*Exercise objective*:
Only the lines from the start of the entries through the line with "x=37, y=150" are wanted; please output them exactly.

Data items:

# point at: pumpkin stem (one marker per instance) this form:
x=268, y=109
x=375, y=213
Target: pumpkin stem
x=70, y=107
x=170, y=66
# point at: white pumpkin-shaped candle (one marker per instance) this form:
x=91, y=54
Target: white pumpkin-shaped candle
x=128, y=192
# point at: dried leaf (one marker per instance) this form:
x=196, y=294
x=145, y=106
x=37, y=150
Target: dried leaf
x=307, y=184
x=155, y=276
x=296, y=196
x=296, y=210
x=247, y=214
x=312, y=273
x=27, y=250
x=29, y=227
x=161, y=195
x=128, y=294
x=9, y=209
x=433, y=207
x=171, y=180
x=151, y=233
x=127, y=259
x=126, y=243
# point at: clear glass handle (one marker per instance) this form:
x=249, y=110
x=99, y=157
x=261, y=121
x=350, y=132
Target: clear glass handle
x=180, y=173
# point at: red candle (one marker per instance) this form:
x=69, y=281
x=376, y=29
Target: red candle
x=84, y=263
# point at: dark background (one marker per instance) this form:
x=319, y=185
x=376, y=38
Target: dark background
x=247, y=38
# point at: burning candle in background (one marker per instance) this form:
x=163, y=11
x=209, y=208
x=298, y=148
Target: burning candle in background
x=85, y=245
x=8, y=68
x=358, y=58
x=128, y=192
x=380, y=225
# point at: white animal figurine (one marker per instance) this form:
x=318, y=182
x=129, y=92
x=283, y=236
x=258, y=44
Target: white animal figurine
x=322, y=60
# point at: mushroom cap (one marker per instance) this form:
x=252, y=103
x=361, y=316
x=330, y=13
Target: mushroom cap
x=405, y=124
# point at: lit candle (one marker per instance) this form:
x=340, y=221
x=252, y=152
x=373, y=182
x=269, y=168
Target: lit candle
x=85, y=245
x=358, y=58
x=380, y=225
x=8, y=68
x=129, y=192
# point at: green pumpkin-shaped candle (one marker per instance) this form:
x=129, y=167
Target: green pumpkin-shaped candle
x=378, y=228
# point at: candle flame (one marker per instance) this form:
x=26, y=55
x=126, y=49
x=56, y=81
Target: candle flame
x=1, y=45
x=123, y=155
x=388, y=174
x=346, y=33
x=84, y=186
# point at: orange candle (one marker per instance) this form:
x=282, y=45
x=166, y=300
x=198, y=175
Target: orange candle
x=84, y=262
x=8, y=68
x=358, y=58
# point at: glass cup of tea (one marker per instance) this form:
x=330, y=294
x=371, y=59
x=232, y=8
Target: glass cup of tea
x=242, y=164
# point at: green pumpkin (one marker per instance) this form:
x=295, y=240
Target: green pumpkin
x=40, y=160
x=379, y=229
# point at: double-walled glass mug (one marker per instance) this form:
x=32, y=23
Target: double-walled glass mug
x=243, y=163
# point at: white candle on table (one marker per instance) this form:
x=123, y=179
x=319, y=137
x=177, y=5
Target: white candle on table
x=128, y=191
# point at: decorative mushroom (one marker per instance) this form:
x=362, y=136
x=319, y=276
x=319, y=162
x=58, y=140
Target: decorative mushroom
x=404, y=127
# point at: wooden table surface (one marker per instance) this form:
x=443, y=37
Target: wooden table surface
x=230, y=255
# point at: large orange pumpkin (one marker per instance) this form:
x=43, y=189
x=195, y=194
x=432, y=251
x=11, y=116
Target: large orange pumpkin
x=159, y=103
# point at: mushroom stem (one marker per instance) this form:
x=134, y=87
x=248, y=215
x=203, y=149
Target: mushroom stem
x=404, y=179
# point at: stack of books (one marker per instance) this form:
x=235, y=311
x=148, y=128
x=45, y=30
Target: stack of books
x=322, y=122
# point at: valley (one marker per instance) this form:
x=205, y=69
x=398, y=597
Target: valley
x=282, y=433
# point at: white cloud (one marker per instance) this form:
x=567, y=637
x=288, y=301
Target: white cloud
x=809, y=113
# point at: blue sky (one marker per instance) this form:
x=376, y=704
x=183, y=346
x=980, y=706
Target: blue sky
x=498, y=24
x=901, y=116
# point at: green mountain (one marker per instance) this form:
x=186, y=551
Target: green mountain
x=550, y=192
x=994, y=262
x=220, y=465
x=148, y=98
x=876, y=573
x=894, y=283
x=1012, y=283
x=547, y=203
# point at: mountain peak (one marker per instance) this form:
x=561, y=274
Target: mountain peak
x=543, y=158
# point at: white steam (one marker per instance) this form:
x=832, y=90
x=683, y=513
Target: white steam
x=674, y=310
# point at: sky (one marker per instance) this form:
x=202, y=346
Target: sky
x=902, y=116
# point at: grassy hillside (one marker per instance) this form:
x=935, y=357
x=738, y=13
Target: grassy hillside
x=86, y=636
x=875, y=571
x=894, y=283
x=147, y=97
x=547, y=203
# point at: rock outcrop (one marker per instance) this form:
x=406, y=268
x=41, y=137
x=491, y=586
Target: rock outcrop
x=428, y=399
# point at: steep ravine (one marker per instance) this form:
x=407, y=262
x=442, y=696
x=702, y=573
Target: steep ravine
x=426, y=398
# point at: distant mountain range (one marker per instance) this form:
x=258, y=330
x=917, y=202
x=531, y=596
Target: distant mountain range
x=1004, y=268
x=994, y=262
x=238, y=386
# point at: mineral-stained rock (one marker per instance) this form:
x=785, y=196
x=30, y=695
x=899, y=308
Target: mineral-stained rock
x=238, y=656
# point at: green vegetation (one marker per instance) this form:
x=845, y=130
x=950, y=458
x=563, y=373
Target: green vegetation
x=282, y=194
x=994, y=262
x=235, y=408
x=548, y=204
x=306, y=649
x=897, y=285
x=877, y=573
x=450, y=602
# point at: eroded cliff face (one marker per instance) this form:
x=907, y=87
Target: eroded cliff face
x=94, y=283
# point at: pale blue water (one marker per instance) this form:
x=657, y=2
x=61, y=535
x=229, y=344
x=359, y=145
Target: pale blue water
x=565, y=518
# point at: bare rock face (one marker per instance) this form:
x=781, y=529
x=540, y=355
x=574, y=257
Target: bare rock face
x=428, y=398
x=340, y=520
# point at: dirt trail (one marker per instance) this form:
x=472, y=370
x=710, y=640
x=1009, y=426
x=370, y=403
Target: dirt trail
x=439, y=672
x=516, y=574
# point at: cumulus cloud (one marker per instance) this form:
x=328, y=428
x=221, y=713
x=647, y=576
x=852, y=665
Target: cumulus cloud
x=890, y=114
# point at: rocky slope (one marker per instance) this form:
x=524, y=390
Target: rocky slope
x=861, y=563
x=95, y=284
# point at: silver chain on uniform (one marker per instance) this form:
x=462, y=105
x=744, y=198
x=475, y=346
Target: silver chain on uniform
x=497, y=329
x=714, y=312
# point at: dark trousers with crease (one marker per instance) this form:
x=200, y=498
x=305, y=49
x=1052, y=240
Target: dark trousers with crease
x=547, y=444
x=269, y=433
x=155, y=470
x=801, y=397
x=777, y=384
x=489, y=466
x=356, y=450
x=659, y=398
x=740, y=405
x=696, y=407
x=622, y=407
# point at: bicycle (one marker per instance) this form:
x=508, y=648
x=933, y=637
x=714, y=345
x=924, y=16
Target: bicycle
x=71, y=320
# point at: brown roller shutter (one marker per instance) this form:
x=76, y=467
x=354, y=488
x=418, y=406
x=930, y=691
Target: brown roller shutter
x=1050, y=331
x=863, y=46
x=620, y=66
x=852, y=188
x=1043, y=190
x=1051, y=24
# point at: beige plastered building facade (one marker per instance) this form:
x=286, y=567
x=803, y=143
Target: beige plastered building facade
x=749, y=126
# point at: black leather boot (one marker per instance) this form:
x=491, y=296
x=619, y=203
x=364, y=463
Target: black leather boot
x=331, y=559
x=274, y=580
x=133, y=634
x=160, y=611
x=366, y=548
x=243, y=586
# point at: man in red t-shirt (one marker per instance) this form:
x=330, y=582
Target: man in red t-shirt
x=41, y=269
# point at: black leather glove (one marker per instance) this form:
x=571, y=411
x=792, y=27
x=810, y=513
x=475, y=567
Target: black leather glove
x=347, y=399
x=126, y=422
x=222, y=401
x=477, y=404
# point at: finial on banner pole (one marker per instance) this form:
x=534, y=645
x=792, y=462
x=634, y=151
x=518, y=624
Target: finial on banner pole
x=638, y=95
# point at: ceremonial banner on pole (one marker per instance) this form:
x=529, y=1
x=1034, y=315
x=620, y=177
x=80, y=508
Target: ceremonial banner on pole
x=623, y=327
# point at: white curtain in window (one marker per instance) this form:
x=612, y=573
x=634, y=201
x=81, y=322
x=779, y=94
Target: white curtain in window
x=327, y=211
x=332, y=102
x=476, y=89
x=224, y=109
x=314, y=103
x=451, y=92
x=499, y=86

*Solution*:
# point at: pumpkin stem (one marker per instance) this form:
x=268, y=109
x=375, y=213
Target: pumpkin stem
x=70, y=107
x=170, y=66
# point at: white pumpkin-shaped candle (one marker per instance) this form:
x=91, y=54
Target: white pumpkin-shaped candle
x=128, y=192
# point at: dried leaf (one marker per instance) this form:
x=196, y=294
x=145, y=106
x=37, y=150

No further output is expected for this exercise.